▶ [What you should do]: Copy every record below exactly as written, but leave out the pictures.

▶ [Extracted records]:
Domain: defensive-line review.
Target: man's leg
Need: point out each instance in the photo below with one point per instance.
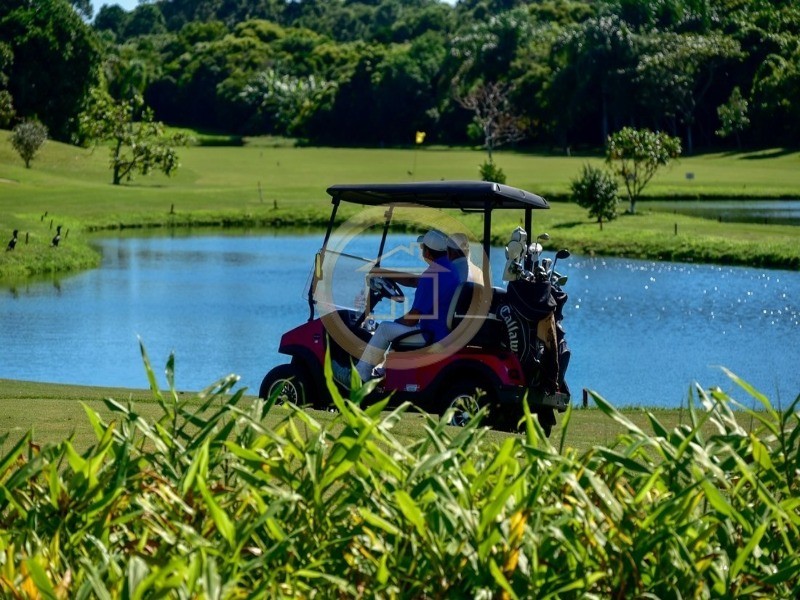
(373, 353)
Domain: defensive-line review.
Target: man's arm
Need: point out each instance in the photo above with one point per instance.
(402, 277)
(411, 318)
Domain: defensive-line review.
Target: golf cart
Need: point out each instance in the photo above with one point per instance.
(504, 343)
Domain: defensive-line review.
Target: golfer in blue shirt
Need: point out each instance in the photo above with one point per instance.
(435, 289)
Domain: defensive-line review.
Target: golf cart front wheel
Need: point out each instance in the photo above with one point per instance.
(465, 400)
(285, 383)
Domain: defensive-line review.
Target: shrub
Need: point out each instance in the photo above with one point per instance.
(491, 172)
(27, 138)
(596, 190)
(209, 502)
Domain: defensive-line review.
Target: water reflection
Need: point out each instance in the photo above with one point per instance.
(773, 212)
(640, 331)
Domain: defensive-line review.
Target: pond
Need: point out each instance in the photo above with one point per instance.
(773, 212)
(640, 332)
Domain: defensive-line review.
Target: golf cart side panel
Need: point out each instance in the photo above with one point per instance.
(308, 338)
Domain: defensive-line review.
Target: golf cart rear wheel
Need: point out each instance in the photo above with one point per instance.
(465, 399)
(287, 383)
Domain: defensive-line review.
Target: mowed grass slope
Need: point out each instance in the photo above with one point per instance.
(265, 183)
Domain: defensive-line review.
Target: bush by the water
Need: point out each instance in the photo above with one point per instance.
(208, 502)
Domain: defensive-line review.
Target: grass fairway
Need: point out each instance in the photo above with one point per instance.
(264, 183)
(54, 412)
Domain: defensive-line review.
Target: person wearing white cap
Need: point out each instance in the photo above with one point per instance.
(435, 289)
(458, 253)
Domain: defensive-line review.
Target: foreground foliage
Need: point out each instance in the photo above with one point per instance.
(208, 503)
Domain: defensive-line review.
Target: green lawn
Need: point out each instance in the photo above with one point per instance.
(59, 414)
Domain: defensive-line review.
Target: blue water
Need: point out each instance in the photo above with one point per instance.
(641, 332)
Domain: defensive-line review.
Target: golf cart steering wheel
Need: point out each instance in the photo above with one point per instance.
(386, 288)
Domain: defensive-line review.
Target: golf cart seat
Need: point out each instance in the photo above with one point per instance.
(490, 333)
(459, 306)
(413, 340)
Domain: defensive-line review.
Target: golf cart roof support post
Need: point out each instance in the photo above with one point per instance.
(388, 215)
(528, 226)
(312, 288)
(487, 235)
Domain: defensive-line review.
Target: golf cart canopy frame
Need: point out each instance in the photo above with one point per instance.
(468, 196)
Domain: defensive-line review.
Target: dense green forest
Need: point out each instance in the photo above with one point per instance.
(555, 73)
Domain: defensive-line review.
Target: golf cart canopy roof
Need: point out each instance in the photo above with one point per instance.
(466, 195)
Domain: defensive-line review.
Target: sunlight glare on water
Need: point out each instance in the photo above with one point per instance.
(640, 332)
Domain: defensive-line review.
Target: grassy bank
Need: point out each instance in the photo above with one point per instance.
(204, 497)
(262, 184)
(52, 412)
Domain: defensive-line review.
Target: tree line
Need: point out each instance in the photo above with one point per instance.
(711, 72)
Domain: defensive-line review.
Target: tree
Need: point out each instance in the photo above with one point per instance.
(733, 116)
(596, 190)
(636, 155)
(56, 59)
(27, 138)
(139, 144)
(493, 115)
(676, 71)
(7, 110)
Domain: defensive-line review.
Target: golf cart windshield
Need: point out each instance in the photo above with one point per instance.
(351, 249)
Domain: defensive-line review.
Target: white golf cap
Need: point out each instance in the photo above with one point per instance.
(434, 239)
(458, 241)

▶ [Answer]:
Domain: defensive-line review.
Target: man's leg
Need: point out each instance in the photo below with one point per instance.
(373, 353)
Domain: defensive-line review.
Target: man's arm
Need: point out each instance in the photo above with one point per instance.
(402, 277)
(411, 318)
Domain: defensive-line review.
Target: golf cart
Need: point out each instance in the photo above with one point per instance.
(504, 343)
Domain: defensive-line review.
Target: golfer in blue shirt
Need: point out each instance in the photo above with one point per instance.
(435, 289)
Domain: defensive-line review.
Target: golf cart front wheel
Need: point out each instance in the photo above with one point per instance.
(465, 400)
(285, 383)
Domain: defensive-line review.
Target: shrub
Need: point out each instance in the photo above with one point per instance.
(491, 172)
(27, 138)
(596, 190)
(209, 502)
Domain: defensive-line review.
Target: water reflection
Need: point out each instance in the photo above with one point per instance.
(773, 212)
(640, 331)
Domain: defensive-line review.
Target: pond
Need: point out each instance in the photo above with one point per instance.
(773, 212)
(640, 332)
Domain: defensive-line review.
Target: golf cart side panel
Need: point out each instance in the photo above with one point per instance.
(308, 338)
Domain: defensive-line review.
Target: golf cart rear wheel
Need: point out each instance in the photo above with one point per instance.
(465, 399)
(287, 383)
Domain: defensive-line review.
Target: mowed grass slope
Need: point out each instance in the photo above with one point per instance.
(265, 183)
Domain: defensive-line review.
Target: bush by the water
Need: point out each instance in the photo above with one point per instance.
(208, 502)
Domain: defensive-line review.
Target: grass fairway
Need: point out each instance in the photo above with one point per instance.
(264, 183)
(54, 412)
Domain: defensive-line review.
Target: person wearing white cap
Need: point out each instance in the photo above with one point per instance.
(435, 289)
(458, 253)
Domain: defensive-line review.
Target: foreground foliage
Need: point out each instance in the photo above with one point per instance.
(208, 503)
Domain: defensive-line review.
Target: green lawn
Need: point out each instance in the photo above with one point per instance.
(59, 414)
Domain: defensive-line review.
Target: blue water
Need: point out each instance in the photo above with one point per instance.
(641, 332)
Domain: defensive-line review.
Target: golf cart steering wheel
Need: point out each instance in the photo above with one point per instance.
(386, 288)
Domain: defensive-line review.
Target: golf cart seat
Need: point out each instance in the photo above with one point per instance.
(490, 333)
(459, 306)
(413, 340)
Domain: defensive-line review.
Target: golf cart roof support post
Need: point out each instance in the photo above with one point per instance.
(388, 215)
(528, 226)
(312, 288)
(487, 235)
Domain: defensive-line review.
Target: golf cart canopy frame
Need: point out each instance in the photo above with one point per instance.
(468, 196)
Domain: defensive-line review.
Target: dense green forest
Need: point out each instance in the photo above with one point per instance.
(555, 73)
Domain: defensive-line review.
Target: golf cart canopy roof
Need: point out each instance in the photo above with one point per instance.
(466, 195)
Domain: defensive-line review.
Target: sunlight glare on water
Need: point out each instance in the photo above with one point per instance.
(640, 332)
Domain: defensive-line review.
Target: grassy bank
Need: point out each instance in the photo above with one point per instance.
(204, 497)
(262, 184)
(52, 412)
Domain: defensive-line review.
Target: tree line
Need: point out each instance in the photo above with one point per instance.
(711, 72)
Domain: defensive-line review.
Target: tree
Need: point out each instance in the photo above with one point per instance.
(733, 116)
(596, 190)
(636, 155)
(56, 59)
(27, 138)
(139, 144)
(493, 115)
(676, 71)
(7, 110)
Domain: defensive-line review.
Target: golf cart windshield
Need: point out each instance in the photo above with one point per instance.
(351, 249)
Domain: defensive-line review.
Target: white golf cap
Need: point out each instance in the photo above with one point per instance.
(434, 239)
(458, 241)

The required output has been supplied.